* start RAW DATA *

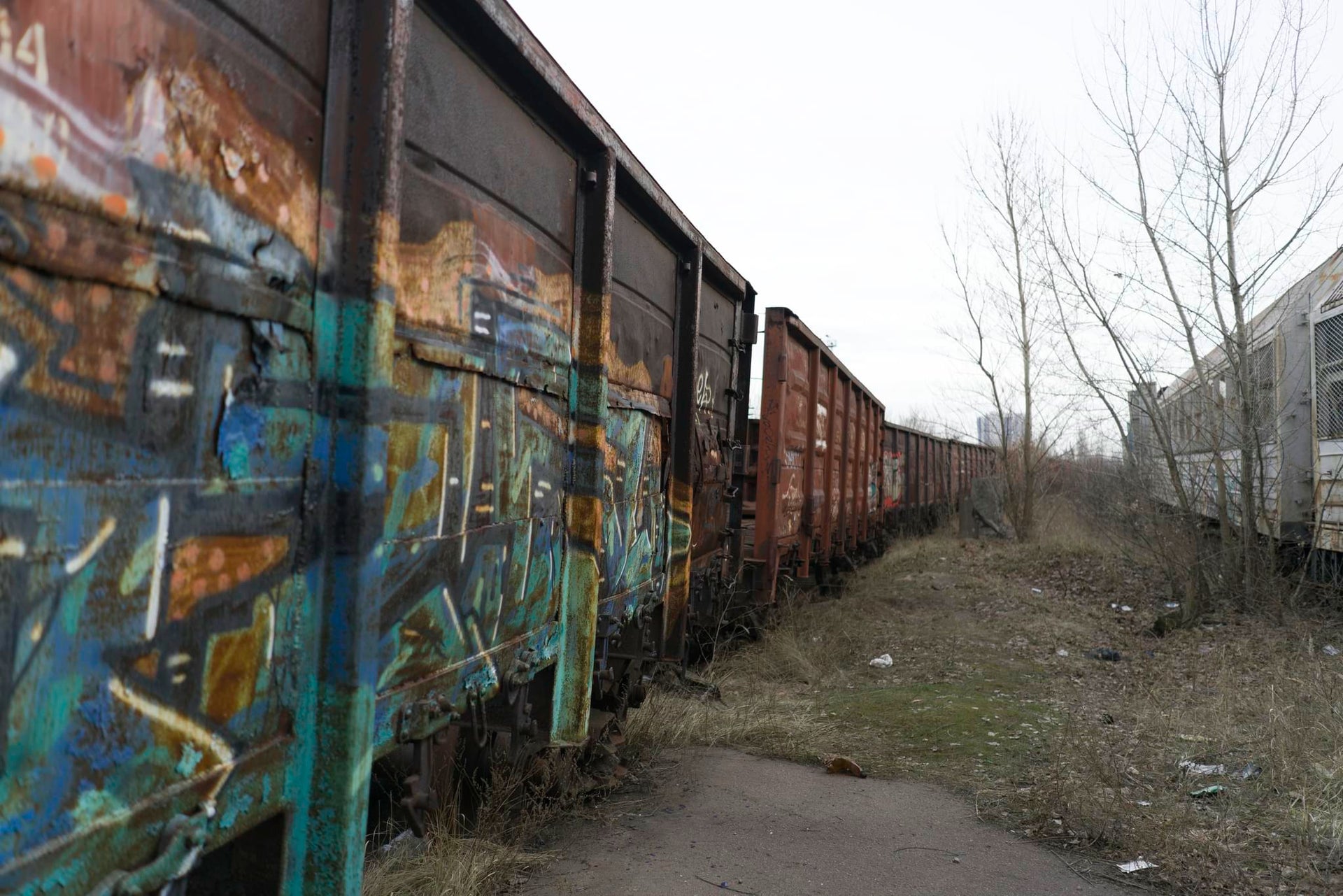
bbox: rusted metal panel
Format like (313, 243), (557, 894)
(0, 0), (753, 895)
(753, 308), (883, 602)
(374, 9), (579, 753)
(0, 0), (327, 892)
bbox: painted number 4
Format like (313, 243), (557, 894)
(0, 9), (48, 85)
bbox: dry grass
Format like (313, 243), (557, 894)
(630, 515), (1343, 893)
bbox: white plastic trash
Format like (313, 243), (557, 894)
(1179, 759), (1226, 775)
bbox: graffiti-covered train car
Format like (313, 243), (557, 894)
(882, 423), (994, 533)
(0, 0), (757, 896)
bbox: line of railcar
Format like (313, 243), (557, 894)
(0, 0), (975, 896)
(1125, 248), (1343, 567)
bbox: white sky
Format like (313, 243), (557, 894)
(511, 0), (1343, 432)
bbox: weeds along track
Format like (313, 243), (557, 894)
(627, 527), (1343, 895)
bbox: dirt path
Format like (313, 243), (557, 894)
(521, 748), (1127, 896)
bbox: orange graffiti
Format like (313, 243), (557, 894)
(102, 194), (129, 218)
(32, 156), (57, 183)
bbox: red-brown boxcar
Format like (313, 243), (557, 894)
(748, 308), (885, 603)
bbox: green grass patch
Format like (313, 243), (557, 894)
(826, 673), (1051, 771)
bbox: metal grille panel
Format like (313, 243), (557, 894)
(1315, 315), (1343, 439)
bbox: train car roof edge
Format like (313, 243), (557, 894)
(467, 0), (755, 294)
(764, 305), (886, 415)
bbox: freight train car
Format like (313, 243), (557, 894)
(0, 0), (757, 896)
(882, 423), (995, 534)
(747, 308), (883, 603)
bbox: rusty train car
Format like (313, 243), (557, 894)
(881, 423), (997, 534)
(747, 308), (885, 603)
(0, 0), (757, 896)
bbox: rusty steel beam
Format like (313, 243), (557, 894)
(755, 308), (885, 602)
(298, 0), (413, 896)
(661, 248), (704, 662)
(550, 150), (615, 744)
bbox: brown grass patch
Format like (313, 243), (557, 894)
(630, 522), (1343, 893)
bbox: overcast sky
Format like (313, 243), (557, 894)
(512, 0), (1343, 440)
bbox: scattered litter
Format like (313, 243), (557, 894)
(1179, 759), (1226, 775)
(383, 827), (415, 853)
(826, 756), (867, 778)
(1086, 648), (1124, 662)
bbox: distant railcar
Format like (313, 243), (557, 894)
(0, 0), (756, 896)
(1125, 248), (1343, 575)
(748, 308), (883, 603)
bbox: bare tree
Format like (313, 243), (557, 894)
(1042, 0), (1343, 612)
(943, 111), (1064, 539)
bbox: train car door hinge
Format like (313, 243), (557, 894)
(741, 314), (760, 346)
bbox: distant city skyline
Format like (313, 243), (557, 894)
(975, 411), (1026, 448)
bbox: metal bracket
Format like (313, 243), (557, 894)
(89, 799), (215, 896)
(402, 737), (438, 837)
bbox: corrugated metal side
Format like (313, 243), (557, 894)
(0, 0), (329, 892)
(753, 308), (883, 602)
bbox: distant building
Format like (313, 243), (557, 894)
(975, 411), (1026, 448)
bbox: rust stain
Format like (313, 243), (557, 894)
(200, 598), (274, 723)
(130, 650), (159, 678)
(168, 534), (289, 619)
(384, 422), (447, 528)
(102, 194), (130, 218)
(32, 156), (58, 184)
(0, 264), (149, 416)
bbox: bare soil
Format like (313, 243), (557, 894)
(517, 748), (1127, 896)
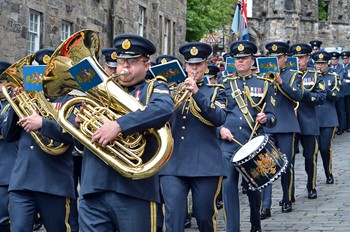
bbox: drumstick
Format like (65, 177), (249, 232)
(231, 136), (243, 147)
(249, 102), (266, 141)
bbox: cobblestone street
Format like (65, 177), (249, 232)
(186, 132), (350, 232)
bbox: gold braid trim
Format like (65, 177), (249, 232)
(274, 73), (298, 103)
(244, 81), (269, 111)
(189, 97), (214, 126)
(145, 79), (156, 105)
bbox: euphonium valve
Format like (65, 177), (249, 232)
(43, 30), (173, 179)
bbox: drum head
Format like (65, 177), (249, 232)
(232, 135), (265, 163)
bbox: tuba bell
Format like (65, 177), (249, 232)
(43, 30), (173, 179)
(1, 55), (69, 155)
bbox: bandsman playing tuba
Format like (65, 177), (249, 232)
(76, 34), (174, 232)
(0, 61), (18, 232)
(2, 49), (75, 232)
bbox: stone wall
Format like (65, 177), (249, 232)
(249, 0), (350, 53)
(0, 0), (187, 62)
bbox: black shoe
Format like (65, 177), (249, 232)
(185, 214), (192, 229)
(260, 208), (271, 220)
(282, 202), (293, 213)
(327, 174), (334, 184)
(33, 222), (43, 231)
(290, 197), (295, 203)
(307, 189), (317, 199)
(250, 225), (261, 232)
(216, 200), (224, 210)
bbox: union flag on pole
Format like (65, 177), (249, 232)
(231, 0), (249, 40)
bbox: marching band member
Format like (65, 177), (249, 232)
(101, 48), (117, 76)
(220, 41), (276, 232)
(2, 49), (75, 232)
(261, 42), (303, 219)
(159, 42), (226, 232)
(291, 43), (326, 199)
(0, 61), (18, 232)
(76, 34), (174, 232)
(312, 51), (339, 184)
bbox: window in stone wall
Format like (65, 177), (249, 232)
(318, 0), (329, 21)
(61, 21), (72, 41)
(27, 11), (41, 54)
(163, 19), (171, 54)
(137, 6), (146, 36)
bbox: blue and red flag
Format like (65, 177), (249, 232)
(231, 0), (249, 40)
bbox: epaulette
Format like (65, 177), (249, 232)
(68, 89), (86, 97)
(222, 76), (237, 83)
(207, 84), (225, 89)
(289, 69), (303, 75)
(328, 72), (339, 77)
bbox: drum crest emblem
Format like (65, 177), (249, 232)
(256, 153), (276, 175)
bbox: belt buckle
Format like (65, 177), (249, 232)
(232, 89), (242, 98)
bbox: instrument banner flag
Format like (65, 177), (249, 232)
(286, 57), (299, 70)
(256, 57), (279, 74)
(23, 65), (46, 91)
(68, 57), (103, 92)
(225, 57), (237, 72)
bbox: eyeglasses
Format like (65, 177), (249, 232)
(117, 58), (147, 65)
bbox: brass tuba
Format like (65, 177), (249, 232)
(43, 30), (173, 179)
(1, 55), (69, 155)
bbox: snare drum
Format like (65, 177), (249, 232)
(231, 135), (288, 191)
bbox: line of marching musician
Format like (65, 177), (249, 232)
(0, 31), (350, 232)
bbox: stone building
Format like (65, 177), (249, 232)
(249, 0), (350, 53)
(0, 0), (187, 63)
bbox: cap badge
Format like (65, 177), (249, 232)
(111, 52), (117, 60)
(272, 44), (278, 52)
(43, 54), (51, 64)
(190, 47), (198, 56)
(122, 39), (131, 50)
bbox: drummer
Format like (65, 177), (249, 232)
(219, 41), (276, 232)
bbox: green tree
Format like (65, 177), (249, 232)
(318, 0), (328, 21)
(186, 0), (237, 42)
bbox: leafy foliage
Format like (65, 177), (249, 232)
(318, 0), (328, 21)
(186, 0), (237, 42)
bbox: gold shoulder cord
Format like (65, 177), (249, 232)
(244, 81), (269, 112)
(230, 79), (254, 130)
(331, 73), (340, 91)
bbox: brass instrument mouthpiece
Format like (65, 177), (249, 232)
(112, 68), (129, 78)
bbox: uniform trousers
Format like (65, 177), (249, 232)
(222, 152), (261, 232)
(300, 135), (318, 191)
(262, 133), (295, 209)
(0, 185), (10, 226)
(79, 191), (157, 232)
(160, 176), (222, 232)
(318, 127), (335, 179)
(335, 97), (350, 132)
(339, 95), (350, 130)
(10, 190), (70, 232)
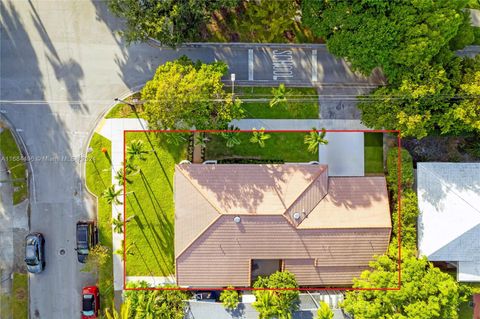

* end RAW DATA *

▶ **WORK REQUIRED**:
Copy out every line of the items above exactly as they are, but leave out the pictures.

▶ **OUTPUT OF THE TASK**:
bbox: rusted metal panel
Format like (313, 243), (557, 894)
(0, 0), (753, 895)
(753, 308), (883, 602)
(374, 9), (579, 753)
(0, 0), (327, 892)
bbox: painted number 4
Format like (313, 243), (557, 894)
(0, 9), (48, 85)
bbox: dry grass
Format like (313, 243), (557, 894)
(630, 515), (1343, 893)
bbox: white plastic trash
Format like (313, 243), (557, 894)
(1179, 759), (1226, 775)
bbox: graffiti-covered train car
Format like (313, 243), (557, 894)
(882, 423), (994, 533)
(0, 0), (757, 896)
bbox: line of railcar
Format like (313, 243), (557, 894)
(0, 0), (975, 896)
(1125, 248), (1343, 567)
bbox: white sky
Format like (313, 243), (557, 894)
(511, 0), (1343, 432)
bbox: weeds along track
Format like (313, 243), (557, 894)
(627, 527), (1343, 895)
bbox: dirt path
Format like (313, 243), (557, 894)
(521, 748), (1127, 896)
bbox: orange graffiti
Format like (313, 243), (557, 894)
(102, 194), (129, 218)
(32, 156), (57, 183)
bbox: red-brown boxcar
Format like (313, 243), (557, 894)
(748, 308), (885, 603)
bbox: green grass patch
Format like (313, 243), (557, 894)
(826, 673), (1051, 771)
bbox: metal grille panel
Format like (313, 243), (557, 894)
(1315, 315), (1343, 439)
bbox: train car roof edge
Format like (313, 243), (557, 894)
(467, 0), (755, 294)
(764, 305), (886, 415)
bbox: freight train car
Format like (313, 243), (557, 894)
(0, 0), (757, 896)
(882, 423), (995, 534)
(747, 308), (883, 603)
bbox: rusty train car
Format like (313, 243), (557, 894)
(881, 423), (997, 534)
(747, 308), (885, 603)
(0, 0), (757, 896)
bbox: rusty steel beam
Format like (313, 243), (557, 894)
(755, 308), (885, 602)
(298, 0), (413, 896)
(661, 248), (704, 662)
(550, 150), (615, 744)
bbox: brown grass patch
Format like (313, 243), (557, 894)
(630, 522), (1343, 893)
bbox: overcast sky
Format like (313, 243), (557, 894)
(512, 0), (1343, 440)
bbox: scattered litter
Format like (313, 243), (557, 894)
(1179, 759), (1226, 775)
(383, 827), (415, 853)
(826, 756), (867, 778)
(1086, 648), (1124, 662)
bbox: distant railcar
Format like (313, 243), (557, 894)
(0, 0), (756, 896)
(1125, 248), (1343, 575)
(748, 308), (883, 603)
bbox: bare tree
Format like (313, 243), (557, 894)
(1042, 0), (1343, 612)
(943, 111), (1064, 539)
bbox: train car door hinge
Format like (313, 243), (557, 894)
(741, 314), (760, 346)
bbox: distant city skyline
Format like (313, 243), (557, 894)
(975, 411), (1026, 448)
bbox: metal bracket
Format like (313, 243), (557, 894)
(89, 799), (215, 896)
(402, 737), (438, 837)
bbox: corrugated metal side
Format like (313, 243), (557, 894)
(0, 0), (329, 892)
(753, 308), (883, 602)
bbox: distant building
Format like (313, 243), (557, 894)
(975, 411), (1026, 448)
bbox: rust stain
Format like (313, 243), (557, 894)
(200, 598), (274, 723)
(130, 650), (159, 678)
(168, 534), (289, 619)
(384, 422), (447, 528)
(102, 194), (130, 218)
(32, 156), (58, 184)
(0, 264), (149, 416)
bbox: bare soil
Format like (313, 243), (557, 894)
(517, 748), (1127, 896)
bbox: drumstick
Format like (65, 177), (249, 232)
(231, 136), (243, 147)
(249, 102), (266, 141)
bbox: cobblestone street
Format like (65, 177), (249, 232)
(186, 132), (350, 232)
bbox: gold braid trim
Format like (65, 177), (249, 232)
(274, 73), (298, 103)
(244, 81), (269, 111)
(189, 97), (214, 126)
(145, 79), (156, 105)
bbox: euphonium valve
Format like (65, 177), (249, 232)
(43, 30), (173, 179)
bbox: drum head
Format like (65, 177), (249, 232)
(232, 135), (265, 163)
bbox: tuba bell
Format like (65, 177), (249, 232)
(43, 30), (173, 179)
(1, 55), (69, 155)
bbox: bandsman playing tuba
Format like (65, 177), (249, 232)
(76, 34), (174, 232)
(0, 61), (18, 232)
(2, 49), (75, 232)
bbox: stone wall
Format like (65, 177), (249, 232)
(249, 0), (350, 53)
(0, 0), (187, 62)
bbox: black shoe
Format like (65, 177), (249, 232)
(185, 214), (192, 229)
(260, 208), (271, 220)
(282, 202), (293, 213)
(327, 174), (334, 184)
(33, 222), (43, 231)
(290, 197), (295, 203)
(307, 189), (317, 199)
(250, 225), (261, 232)
(216, 200), (224, 210)
bbox: union flag on pole
Format like (65, 177), (249, 232)
(231, 0), (249, 40)
bbox: marching band member
Format like (65, 177), (249, 232)
(101, 48), (117, 76)
(220, 41), (276, 232)
(2, 49), (75, 232)
(261, 42), (303, 219)
(159, 42), (226, 232)
(291, 43), (326, 199)
(0, 61), (18, 232)
(76, 34), (174, 232)
(312, 51), (339, 184)
bbox: window in stone wall
Format like (65, 177), (249, 232)
(318, 0), (329, 21)
(61, 21), (72, 41)
(27, 11), (41, 54)
(163, 19), (171, 54)
(137, 6), (146, 36)
bbox: blue and red flag
Format like (65, 177), (249, 232)
(231, 0), (249, 40)
bbox: epaulette
Format like (65, 177), (249, 232)
(68, 89), (86, 97)
(222, 76), (237, 83)
(207, 84), (225, 89)
(289, 69), (303, 75)
(328, 72), (339, 77)
bbox: drum crest emblem
Format like (65, 177), (249, 232)
(256, 153), (276, 175)
bbox: belt buckle
Format like (65, 177), (249, 232)
(232, 89), (242, 98)
bbox: instrument banner flag
Format like (65, 177), (249, 232)
(286, 57), (299, 70)
(256, 57), (279, 74)
(23, 65), (46, 91)
(68, 57), (103, 92)
(225, 57), (237, 72)
bbox: eyeglasses
Format like (65, 177), (249, 232)
(117, 58), (147, 65)
bbox: brass tuba
Format like (65, 177), (249, 232)
(43, 30), (173, 179)
(1, 55), (69, 155)
bbox: snare drum
Format like (65, 177), (249, 232)
(231, 135), (288, 191)
bbox: line of marching musician
Format like (65, 177), (249, 232)
(0, 31), (350, 232)
bbox: stone building
Format like (65, 177), (249, 232)
(249, 0), (350, 53)
(0, 0), (187, 63)
bbox: cap badge
Format like (65, 177), (249, 232)
(111, 52), (117, 60)
(272, 44), (278, 52)
(43, 54), (51, 64)
(190, 47), (198, 56)
(122, 39), (131, 50)
bbox: drummer
Format like (65, 177), (249, 232)
(219, 41), (276, 232)
bbox: green tree
Format like (65, 177), (249, 232)
(318, 0), (328, 21)
(186, 0), (237, 42)
bbox: leafy foliage
Format like (65, 177), (249, 232)
(318, 0), (328, 21)
(186, 0), (237, 42)
bbox: gold shoulder cord
Format like (65, 177), (249, 232)
(244, 81), (269, 112)
(230, 79), (254, 130)
(331, 73), (340, 91)
bbox: brass instrument mouthpiece
Format like (65, 177), (249, 232)
(112, 68), (129, 78)
bbox: uniform trousers
Format like (65, 177), (249, 232)
(222, 152), (261, 232)
(300, 135), (318, 191)
(262, 133), (295, 209)
(0, 185), (10, 226)
(79, 191), (157, 232)
(160, 176), (222, 232)
(318, 127), (335, 179)
(335, 97), (350, 132)
(339, 95), (350, 130)
(10, 190), (70, 232)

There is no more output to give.